▶ **EXERCISE**
Copy, word for word, each line of the data below from the first through the line containing "M331 281L361 454L462", and stop there.
==== INPUT FOR THIS TASK
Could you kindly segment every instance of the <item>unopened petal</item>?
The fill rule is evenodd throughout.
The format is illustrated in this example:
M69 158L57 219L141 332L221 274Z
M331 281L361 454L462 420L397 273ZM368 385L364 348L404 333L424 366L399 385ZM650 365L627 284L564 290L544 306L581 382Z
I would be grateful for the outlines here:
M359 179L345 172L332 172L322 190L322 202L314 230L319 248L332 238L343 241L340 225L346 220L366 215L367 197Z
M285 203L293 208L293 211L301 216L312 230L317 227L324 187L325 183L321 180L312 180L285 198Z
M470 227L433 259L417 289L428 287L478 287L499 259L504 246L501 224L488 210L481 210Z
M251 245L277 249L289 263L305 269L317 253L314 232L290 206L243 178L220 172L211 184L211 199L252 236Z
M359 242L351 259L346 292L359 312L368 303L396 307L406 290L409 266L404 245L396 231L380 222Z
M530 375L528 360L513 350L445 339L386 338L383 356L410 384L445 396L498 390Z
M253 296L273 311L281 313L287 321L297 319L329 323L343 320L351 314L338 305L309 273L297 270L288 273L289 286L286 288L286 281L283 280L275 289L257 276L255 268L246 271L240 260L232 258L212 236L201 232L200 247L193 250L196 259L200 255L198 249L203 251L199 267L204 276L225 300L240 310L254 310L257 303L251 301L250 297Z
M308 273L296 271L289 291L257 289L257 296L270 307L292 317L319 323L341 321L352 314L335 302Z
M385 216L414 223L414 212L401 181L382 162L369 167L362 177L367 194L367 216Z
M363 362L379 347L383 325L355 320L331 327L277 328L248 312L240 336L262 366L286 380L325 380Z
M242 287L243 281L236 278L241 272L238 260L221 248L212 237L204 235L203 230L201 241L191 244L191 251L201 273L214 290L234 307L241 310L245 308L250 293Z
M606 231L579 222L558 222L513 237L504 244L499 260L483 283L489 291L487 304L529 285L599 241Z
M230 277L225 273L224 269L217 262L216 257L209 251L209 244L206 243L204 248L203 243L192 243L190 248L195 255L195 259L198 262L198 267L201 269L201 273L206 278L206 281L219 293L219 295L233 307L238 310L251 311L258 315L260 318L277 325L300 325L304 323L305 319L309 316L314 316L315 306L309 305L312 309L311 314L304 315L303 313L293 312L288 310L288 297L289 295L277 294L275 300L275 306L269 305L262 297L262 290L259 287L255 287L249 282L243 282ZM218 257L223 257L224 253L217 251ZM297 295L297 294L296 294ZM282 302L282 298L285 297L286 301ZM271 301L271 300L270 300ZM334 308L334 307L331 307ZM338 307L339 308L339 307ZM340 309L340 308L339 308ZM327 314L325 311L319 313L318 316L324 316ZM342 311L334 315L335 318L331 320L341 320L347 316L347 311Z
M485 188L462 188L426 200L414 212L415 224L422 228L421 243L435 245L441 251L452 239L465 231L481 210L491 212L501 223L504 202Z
========
▶ **FINAL ANSWER**
Could you kindly segment every instance of the <item>unopened petal</item>?
The fill rule is evenodd throughout.
The format is illustrated in this example:
M69 158L57 219L141 332L221 274Z
M331 281L361 454L462 420L397 273ZM368 385L364 348L404 333L424 366L399 385ZM650 365L627 284L564 290L544 306L581 382Z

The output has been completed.